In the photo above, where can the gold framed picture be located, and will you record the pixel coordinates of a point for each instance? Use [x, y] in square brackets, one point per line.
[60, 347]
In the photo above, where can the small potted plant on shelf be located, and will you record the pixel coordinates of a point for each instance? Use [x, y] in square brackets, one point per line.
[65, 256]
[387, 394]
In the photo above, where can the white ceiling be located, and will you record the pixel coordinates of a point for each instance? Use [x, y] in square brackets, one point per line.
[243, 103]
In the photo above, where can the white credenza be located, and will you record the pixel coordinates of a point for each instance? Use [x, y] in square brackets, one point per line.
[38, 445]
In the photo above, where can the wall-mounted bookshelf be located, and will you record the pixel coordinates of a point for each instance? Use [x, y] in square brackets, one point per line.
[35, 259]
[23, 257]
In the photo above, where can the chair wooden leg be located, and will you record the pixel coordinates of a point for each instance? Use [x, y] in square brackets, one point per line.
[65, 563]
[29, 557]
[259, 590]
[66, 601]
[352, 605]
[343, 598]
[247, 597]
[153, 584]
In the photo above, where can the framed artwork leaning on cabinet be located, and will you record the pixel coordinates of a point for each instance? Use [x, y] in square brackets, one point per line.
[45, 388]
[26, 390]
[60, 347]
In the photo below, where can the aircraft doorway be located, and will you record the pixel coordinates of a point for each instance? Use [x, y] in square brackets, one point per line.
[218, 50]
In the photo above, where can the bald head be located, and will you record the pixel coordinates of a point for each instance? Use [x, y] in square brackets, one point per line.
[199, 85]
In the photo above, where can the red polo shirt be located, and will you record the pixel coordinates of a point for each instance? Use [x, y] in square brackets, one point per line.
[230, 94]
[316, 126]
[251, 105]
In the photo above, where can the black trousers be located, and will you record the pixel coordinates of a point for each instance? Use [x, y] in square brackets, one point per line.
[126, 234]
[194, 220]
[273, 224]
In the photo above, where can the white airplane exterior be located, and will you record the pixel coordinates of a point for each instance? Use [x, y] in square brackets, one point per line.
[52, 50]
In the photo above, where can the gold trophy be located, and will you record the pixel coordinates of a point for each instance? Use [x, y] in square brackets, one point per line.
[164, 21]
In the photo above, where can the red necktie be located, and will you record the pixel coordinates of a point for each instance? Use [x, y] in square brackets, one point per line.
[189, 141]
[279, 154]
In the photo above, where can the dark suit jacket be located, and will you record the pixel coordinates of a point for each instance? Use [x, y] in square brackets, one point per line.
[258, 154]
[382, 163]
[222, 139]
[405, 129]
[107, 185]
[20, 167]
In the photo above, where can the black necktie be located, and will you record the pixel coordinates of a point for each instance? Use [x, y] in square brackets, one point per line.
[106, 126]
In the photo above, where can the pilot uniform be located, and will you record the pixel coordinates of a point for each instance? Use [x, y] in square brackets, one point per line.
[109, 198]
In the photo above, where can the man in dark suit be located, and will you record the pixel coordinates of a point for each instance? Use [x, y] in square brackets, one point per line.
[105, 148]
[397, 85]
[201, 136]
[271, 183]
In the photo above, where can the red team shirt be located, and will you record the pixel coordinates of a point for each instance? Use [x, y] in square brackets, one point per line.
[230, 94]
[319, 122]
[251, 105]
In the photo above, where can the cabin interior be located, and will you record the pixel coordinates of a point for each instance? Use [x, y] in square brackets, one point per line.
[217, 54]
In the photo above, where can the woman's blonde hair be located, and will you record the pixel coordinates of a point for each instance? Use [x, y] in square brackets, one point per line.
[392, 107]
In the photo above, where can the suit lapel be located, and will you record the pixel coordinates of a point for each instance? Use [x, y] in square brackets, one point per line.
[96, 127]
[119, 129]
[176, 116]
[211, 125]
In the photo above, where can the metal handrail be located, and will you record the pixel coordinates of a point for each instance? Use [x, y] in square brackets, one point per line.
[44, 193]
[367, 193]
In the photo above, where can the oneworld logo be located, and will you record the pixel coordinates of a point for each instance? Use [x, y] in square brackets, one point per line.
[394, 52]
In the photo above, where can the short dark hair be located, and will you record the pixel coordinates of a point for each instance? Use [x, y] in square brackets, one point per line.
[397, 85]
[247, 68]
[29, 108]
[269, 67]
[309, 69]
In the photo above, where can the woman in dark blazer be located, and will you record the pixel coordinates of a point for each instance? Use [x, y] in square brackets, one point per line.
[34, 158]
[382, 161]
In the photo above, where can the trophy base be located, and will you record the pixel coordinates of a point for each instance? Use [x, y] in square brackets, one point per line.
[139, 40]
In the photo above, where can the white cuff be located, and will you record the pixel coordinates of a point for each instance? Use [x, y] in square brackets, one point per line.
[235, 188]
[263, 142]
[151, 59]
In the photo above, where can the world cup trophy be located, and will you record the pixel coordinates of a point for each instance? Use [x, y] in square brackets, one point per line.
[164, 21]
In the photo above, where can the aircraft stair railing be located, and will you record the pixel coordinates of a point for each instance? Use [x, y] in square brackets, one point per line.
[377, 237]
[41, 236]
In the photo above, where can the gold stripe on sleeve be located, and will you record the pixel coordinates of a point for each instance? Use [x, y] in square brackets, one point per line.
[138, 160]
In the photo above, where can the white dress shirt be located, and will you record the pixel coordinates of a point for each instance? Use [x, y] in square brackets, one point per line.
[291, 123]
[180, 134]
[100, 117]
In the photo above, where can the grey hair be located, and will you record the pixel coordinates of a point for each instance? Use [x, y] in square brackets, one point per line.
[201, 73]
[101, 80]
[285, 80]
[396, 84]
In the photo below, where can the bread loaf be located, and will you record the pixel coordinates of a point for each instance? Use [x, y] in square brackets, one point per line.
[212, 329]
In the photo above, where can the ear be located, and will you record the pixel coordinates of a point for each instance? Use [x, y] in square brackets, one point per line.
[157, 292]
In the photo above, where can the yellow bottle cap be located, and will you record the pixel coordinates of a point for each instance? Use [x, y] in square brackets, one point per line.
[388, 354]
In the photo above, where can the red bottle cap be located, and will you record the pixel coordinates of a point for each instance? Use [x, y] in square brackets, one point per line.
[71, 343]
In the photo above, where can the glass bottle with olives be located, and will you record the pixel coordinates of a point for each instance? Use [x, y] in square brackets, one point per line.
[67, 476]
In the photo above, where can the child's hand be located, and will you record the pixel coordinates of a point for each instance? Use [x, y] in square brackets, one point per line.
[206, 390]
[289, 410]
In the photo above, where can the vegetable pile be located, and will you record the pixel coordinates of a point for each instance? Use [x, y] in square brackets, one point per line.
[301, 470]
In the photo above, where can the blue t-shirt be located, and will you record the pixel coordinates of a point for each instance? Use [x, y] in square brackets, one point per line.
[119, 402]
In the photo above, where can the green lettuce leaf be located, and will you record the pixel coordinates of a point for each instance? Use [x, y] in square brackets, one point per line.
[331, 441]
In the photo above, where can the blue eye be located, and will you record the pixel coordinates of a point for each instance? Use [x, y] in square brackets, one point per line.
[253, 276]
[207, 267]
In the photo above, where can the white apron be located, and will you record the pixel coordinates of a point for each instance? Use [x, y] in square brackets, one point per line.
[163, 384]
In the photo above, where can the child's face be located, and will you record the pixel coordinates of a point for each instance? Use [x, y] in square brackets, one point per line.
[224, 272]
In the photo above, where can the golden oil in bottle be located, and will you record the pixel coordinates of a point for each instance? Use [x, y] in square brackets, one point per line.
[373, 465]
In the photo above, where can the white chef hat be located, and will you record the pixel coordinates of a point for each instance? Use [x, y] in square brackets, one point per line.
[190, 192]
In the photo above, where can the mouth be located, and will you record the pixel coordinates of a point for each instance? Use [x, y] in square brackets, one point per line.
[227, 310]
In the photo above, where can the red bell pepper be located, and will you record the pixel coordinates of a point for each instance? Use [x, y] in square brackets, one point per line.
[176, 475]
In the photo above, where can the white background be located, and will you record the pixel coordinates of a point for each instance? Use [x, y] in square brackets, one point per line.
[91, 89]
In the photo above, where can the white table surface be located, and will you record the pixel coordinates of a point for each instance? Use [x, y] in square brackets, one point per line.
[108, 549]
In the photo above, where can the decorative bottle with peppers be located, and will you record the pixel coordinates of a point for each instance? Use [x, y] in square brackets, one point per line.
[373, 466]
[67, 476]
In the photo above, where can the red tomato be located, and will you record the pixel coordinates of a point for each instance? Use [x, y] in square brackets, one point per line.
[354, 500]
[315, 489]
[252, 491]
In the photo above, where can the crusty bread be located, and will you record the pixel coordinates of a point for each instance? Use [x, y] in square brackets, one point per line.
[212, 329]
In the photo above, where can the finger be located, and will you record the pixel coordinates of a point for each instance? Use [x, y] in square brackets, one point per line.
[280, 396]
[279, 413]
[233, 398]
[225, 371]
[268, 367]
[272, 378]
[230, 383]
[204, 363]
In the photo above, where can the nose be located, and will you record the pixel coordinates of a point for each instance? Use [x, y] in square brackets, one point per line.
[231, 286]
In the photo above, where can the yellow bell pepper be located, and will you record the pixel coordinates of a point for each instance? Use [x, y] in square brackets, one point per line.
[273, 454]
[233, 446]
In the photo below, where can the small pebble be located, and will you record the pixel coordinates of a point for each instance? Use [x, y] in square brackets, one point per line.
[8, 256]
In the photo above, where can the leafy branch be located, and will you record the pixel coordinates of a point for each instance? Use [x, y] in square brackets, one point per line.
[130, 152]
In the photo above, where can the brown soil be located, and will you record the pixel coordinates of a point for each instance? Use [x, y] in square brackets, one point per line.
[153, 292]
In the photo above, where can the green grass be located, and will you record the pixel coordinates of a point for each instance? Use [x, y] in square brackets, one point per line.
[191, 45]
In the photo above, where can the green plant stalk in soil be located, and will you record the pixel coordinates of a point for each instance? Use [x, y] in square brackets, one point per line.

☆ ☆ ☆ ☆

ASSIGNMENT: Print each line, exactly as written, from the one that contains "In the photo above, where can the crusty" to the end of the data above, with both end lines included and nothing else.

RESULT FOR THIS TASK:
In the photo above, where can the crusty bread be located, and will you record the pixel coordinates of a point for each instance? Use [x, y] in square brackets, one point per line.
[212, 329]
In the photo above, where can the finger be located, and will you record the pixel coordinates of a point for each instance? Use [x, y] in square brackets, one point per line.
[280, 396]
[279, 413]
[233, 398]
[225, 371]
[268, 367]
[272, 378]
[230, 383]
[204, 363]
In the photo above, where can the nose be located, and will you record the pixel coordinates of a point for each instance? Use [x, y] in square brackets, one point per line.
[231, 286]
In the photo above, where can the yellow bell pepper be located, and will you record the pixel coordinates of a point for each instance? Use [x, y] in square brackets, one point per line.
[273, 454]
[233, 446]
In the photo below, where can the small pebble be located, and will you record the pixel coordinates of a point for each instance? Use [x, y] in square brackets, one point per line.
[8, 256]
In the photo above, where can the leafy branch be located, and will you record the pixel coordinates of a point for each instance? Use [x, y] in square brackets, one point per line.
[130, 152]
In the photo above, where can the brown soil be located, and will you record the pixel coordinates of a point for each instance? Use [x, y] in square brackets, one point per line.
[153, 292]
In the photo above, where can the green grass be located, and will you record the pixel coordinates of a point for each instance? Use [x, y] in square brackets, one point per line.
[191, 45]
In the photo above, where can the green plant stalk in soil be located, and will you record the pixel coordinates of a point for each instance? Use [x, y] in square brackets, one point per line.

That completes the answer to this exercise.